### YOUR TASK
Reproduce all of the material below line for line, without changing a single character.

### ENTRIES
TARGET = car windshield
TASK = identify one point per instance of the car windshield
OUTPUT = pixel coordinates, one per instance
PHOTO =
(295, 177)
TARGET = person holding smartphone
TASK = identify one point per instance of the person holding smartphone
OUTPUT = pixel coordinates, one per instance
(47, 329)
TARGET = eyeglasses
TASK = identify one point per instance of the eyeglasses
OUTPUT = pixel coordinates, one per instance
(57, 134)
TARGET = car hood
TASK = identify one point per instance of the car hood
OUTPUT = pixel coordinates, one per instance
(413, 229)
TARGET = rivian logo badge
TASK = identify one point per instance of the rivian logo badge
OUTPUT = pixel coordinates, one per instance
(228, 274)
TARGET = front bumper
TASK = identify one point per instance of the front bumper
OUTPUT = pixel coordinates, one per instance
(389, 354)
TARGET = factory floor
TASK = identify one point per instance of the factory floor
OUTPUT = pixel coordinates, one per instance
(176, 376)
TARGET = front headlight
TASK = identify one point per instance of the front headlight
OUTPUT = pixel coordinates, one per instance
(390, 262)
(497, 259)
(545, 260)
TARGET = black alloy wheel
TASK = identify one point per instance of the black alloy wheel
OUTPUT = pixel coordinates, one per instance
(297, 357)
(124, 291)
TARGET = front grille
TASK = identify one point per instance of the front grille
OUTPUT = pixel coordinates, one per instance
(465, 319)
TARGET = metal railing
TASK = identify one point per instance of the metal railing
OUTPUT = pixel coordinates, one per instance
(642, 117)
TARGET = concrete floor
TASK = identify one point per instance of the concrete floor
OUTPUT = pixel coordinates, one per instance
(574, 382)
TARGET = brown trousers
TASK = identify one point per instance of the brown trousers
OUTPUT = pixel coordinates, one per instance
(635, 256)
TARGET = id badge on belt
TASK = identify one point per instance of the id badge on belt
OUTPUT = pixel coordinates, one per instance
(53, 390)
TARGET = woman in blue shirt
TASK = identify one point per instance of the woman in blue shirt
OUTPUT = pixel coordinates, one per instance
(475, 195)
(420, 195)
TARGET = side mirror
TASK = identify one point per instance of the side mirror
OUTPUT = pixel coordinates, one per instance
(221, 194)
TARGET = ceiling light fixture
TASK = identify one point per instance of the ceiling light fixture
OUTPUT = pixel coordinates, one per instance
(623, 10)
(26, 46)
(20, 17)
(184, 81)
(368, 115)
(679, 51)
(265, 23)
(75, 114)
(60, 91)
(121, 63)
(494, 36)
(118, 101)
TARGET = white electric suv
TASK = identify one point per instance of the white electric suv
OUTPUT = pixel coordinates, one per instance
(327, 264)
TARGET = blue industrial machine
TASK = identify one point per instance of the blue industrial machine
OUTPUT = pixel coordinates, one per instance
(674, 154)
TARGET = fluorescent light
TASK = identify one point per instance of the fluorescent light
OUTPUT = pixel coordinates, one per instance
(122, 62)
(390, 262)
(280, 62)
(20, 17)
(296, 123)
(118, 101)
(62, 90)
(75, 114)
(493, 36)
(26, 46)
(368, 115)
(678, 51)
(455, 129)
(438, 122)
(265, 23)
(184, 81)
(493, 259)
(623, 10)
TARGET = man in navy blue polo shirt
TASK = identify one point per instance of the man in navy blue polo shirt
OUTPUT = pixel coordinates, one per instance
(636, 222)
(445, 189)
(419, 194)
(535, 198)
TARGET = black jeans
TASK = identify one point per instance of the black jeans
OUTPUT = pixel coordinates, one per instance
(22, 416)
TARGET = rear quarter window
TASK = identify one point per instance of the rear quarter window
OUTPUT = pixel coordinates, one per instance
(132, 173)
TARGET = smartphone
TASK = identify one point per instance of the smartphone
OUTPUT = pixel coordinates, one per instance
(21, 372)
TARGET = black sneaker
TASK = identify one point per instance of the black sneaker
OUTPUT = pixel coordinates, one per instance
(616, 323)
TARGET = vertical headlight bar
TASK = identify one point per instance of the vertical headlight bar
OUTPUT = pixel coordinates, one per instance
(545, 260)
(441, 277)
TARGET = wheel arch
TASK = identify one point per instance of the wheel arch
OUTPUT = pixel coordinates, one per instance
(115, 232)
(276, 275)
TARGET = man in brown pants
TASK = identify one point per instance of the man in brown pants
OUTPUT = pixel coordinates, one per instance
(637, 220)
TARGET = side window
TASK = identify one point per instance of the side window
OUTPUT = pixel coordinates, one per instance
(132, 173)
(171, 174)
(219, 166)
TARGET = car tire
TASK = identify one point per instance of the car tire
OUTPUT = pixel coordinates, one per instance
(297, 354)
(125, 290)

### ANSWER TO THE PROBLEM
TARGET = car windshield
TASK = identify one point per instance of the car windshield
OUTPUT = pixel coordinates, one per instance
PHOTO =
(295, 177)
TARGET = person holding smartphone
TASK = identify one point per instance of the person holding smartphone
OUTPUT = pixel coordinates, one per instance
(47, 329)
TARGET = eyeglasses
TASK = identify one point per instance of the eyeglasses
OUTPUT = pixel coordinates, one per instance
(57, 134)
TARGET = car hood
TASK = identify one point per instance of the car hood
OUTPUT = pixel coordinates, one per instance
(413, 229)
TARGET = rivian logo badge
TASK = identify one point per instance of the rivian logo badge
OUTPUT = pixel coordinates, one per instance
(228, 274)
TARGET = front bumper
TASK = identify one point per instance of the front bumper
OUTPUT = pixel coordinates, one per instance
(389, 354)
TARGET = factory floor
TASK = identify one point per instance of the factory floor
OUTPUT = pixel coordinates, one per instance
(176, 376)
TARGET = front headlight
TASK = identify one point per instance of the front headlight
OUTPUT = pixel coordinates, one per instance
(390, 262)
(497, 259)
(545, 260)
TARGET = black alloy wheel
TASK = identify one point per instance of the black alloy wheel
OUTPUT = pixel coordinates, one per instance
(297, 357)
(124, 291)
TARGET = front grille
TASK = identify one point per instance of the front grille
OUTPUT = pixel coordinates, one per instance
(465, 319)
TARGET = metal railing
TASK = identify one point per instance of the metal railing
OUTPUT = pixel coordinates, one per instance
(642, 117)
TARGET = concrete floor
TASK = identify one point per instance of the concrete floor
OUTPUT = pixel coordinates, one per instance
(574, 382)
TARGET = brown trousers
TASK = identify one point per instance of the brown trousers
OUTPUT = pixel coordinates, one per instance
(635, 256)
TARGET = id badge on belt
TASK = identify one point per instance of the id badge on belt
OUTPUT = pixel coordinates, one per instance
(53, 390)
TARGET = woman in blue shirt
TASK = identify one point per instance of the woman in blue shirt
OUTPUT = pixel coordinates, one per instance
(475, 195)
(420, 195)
TARGET = side mirror
TASK = identify one point per instance of the side mirror
OUTPUT = pixel coordinates, one per instance
(221, 194)
TARGET = ceiling light fixture
TASK = identify one point per instance of the ceiling light fixture
OUTPUT = pixel coordinates, one per instance
(623, 10)
(26, 46)
(20, 17)
(184, 81)
(368, 115)
(679, 51)
(265, 23)
(75, 114)
(60, 91)
(121, 63)
(494, 36)
(118, 101)
TARGET = white electric suv
TASK = identify one point per instance of the white electric suv
OUTPUT = pixel coordinates, one per instance
(327, 264)
TARGET = blue industrial machine
TASK = identify one point per instance of the blue industrial machine
OUTPUT = pixel coordinates, one per instance
(674, 154)
TARGET = fluorescent light
TASK = identify one point per instance of the fluorescent light
OUTPUT = pixel coordinates, one per instance
(122, 62)
(390, 262)
(280, 62)
(20, 17)
(296, 123)
(118, 101)
(62, 90)
(75, 114)
(493, 36)
(26, 46)
(368, 115)
(678, 51)
(455, 129)
(438, 122)
(265, 23)
(184, 81)
(493, 259)
(623, 10)
TARGET = man in navy blue polo shirt
TASK = identify one point per instance of the man in navy blue polo shirt
OUTPUT = pixel coordinates, one per instance
(636, 222)
(445, 189)
(419, 194)
(535, 198)
TARGET = black jeans
TASK = identify one point per instance of the black jeans
OUTPUT = pixel coordinates, one per instance
(22, 416)
TARGET = rear quarter window
TASK = identify one point per instance of the rear quarter window
OUTPUT = pixel coordinates, one per instance
(132, 173)
TARGET = smartphone
TASK = identify one point per instance of the smartphone
OUTPUT = pixel coordinates, one per instance
(21, 372)
TARGET = black sneaker
TASK = identify one point per instance of the black sneaker
OUTPUT = pixel coordinates, one per instance
(616, 323)
TARGET = vertical headlight bar
TASK = identify one point per instance of the vertical headlight bar
OUTPUT = pixel coordinates, one per instance
(545, 260)
(441, 277)
TARGET = wheel arch
TASK = identify one point per instance of the wheel arch
OUTPUT = pixel coordinates, one per instance
(115, 232)
(276, 275)
TARGET = man in brown pants
TASK = identify one point per instance of the man in brown pants
OUTPUT = pixel coordinates, one per instance
(637, 220)
TARGET = side window
TASK = identify one point per instance of the side window
OUTPUT = pixel coordinates, one per instance
(132, 173)
(171, 174)
(219, 166)
TARGET = car tire
TASK = identify one point per instance of the car tire
OUTPUT = pixel coordinates, one per instance
(297, 354)
(125, 290)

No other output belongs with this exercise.